Un passato che comincia a raccontarsi

Fino ad ora del passato di Marc/Steven sapevamo poco o nulla. Presentato sempre in frammenti e mai analizzato a fondo, il ritratto completo che avevamo potuto crearci del protagonista era parziale. Con questo episodio tutto cambia perché proprio questo passato è il protagonista principale, e grazie a vari flashback “nascosti” dietro alle porte del manicomio, abbiamo potuto scoprire l’origine del disturbo dissociativo di Marc, le circostanze che lo hanno favorito, la sua personalità principale, il rapporto con sua madre (molto spesso nominata da Steven), ma soprattutto l’origine di Moon Knight.

Gli amanti dei fumetti, ma anche chi, in cerca di risposte, era andato ad indagare sulla storia di questo eroe, già sapevano il come e il perché della trasformazione di Marc in Moon Knight, ma nella serie era stato solo accennato nel secondo episodio e mai era mostrato. Finalmente, anche se in una breve sequenza, troviamo una risposta anche a questo.

Curioso rimane senza dubbio il trattamento fornito a tale questione. Da una serie tv con questo titolo, d’altronde, tutti si aspettavano un prodotto incentrato su di lui e sulle sue imprese, questione invece passata in secondo piano, e di Moon Knight a tratti nemmeno l’ombra.

Un confronto sempre più palese

La bravura di Oscar Isaac nei panni del protagonista è ormai sempre più palese e papabile, soprattutto in questo episodio dove Marc e Steven ci vengono mostrati per la prima volta separati. Le differenze tra le due personalità sono maggiormente visibili e gli scambi di battute tra i due sono alcuni dei momenti migliori della puntata. Scopriamo così che Marc è la personalità dominante mentre Steven è l’alter ego rubato da un film per nascondersi dalla realtà negativa che circondava il Marc bambino.

CONSEGNA:
Ricopia per intero, senza cambiare nulla, il testo sull'episodio di Moon Knight riportato sopra. I dati riportati qui provengono da un'altra fonte.

DATI:
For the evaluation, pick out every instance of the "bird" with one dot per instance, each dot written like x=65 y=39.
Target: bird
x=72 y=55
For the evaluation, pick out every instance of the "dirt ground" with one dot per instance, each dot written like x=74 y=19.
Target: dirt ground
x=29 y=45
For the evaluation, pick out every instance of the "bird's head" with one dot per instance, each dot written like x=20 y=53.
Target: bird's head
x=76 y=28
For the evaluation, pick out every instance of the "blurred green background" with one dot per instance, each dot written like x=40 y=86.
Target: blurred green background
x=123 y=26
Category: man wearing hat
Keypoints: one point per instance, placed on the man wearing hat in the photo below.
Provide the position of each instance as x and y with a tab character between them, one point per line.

RISPOSTA:
Un passato che comincia a raccontarsi

Fino ad ora del passato di Marc/Steven sapevamo poco o nulla. Presentato sempre in frammenti e mai analizzato a fondo, il ritratto completo che avevamo potuto crearci del protagonista era parziale. Con questo episodio tutto cambia perché proprio questo passato è il protagonista principale, e grazie a vari flashback “nascosti” dietro alle porte del manicomio, abbiamo potuto scoprire l’origine del disturbo dissociativo di Marc, le circostanze che lo hanno favorito, la sua personalità principale, il rapporto con sua madre (molto spesso nominata da Steven), ma soprattutto l’origine di Moon Knight.

Gli amanti dei fumetti, ma anche chi, in cerca di risposte, era andato ad indagare sulla storia di questo eroe, già sapevano il come e il perché della trasformazione di Marc in Moon Knight, ma nella serie era stato solo accennato nel secondo episodio e mai era mostrato. Finalmente, anche se in una breve sequenza, troviamo una risposta anche a questo.

Curioso rimane senza dubbio il trattamento fornito a tale questione. Da una serie tv con questo titolo, d’altronde, tutti si aspettavano un prodotto incentrato su di lui e sulle sue imprese, questione invece passata in secondo piano, e di Moon Knight a tratti nemmeno l’ombra.

Un confronto sempre più palese

La bravura di Oscar Isaac nei panni del protagonista è ormai sempre più palese e papabile, soprattutto in questo episodio dove Marc e Steven ci vengono mostrati per la prima volta separati. Le differenze tra le due personalità sono maggiormente visibili e gli scambi di battute tra i due sono alcuni dei momenti migliori della puntata. Scopriamo così che Marc è la personalità dominante mentre Steven è l’alter ego rubato da un film per nascondersi dalla realtà negativa che circondava il Marc bambino.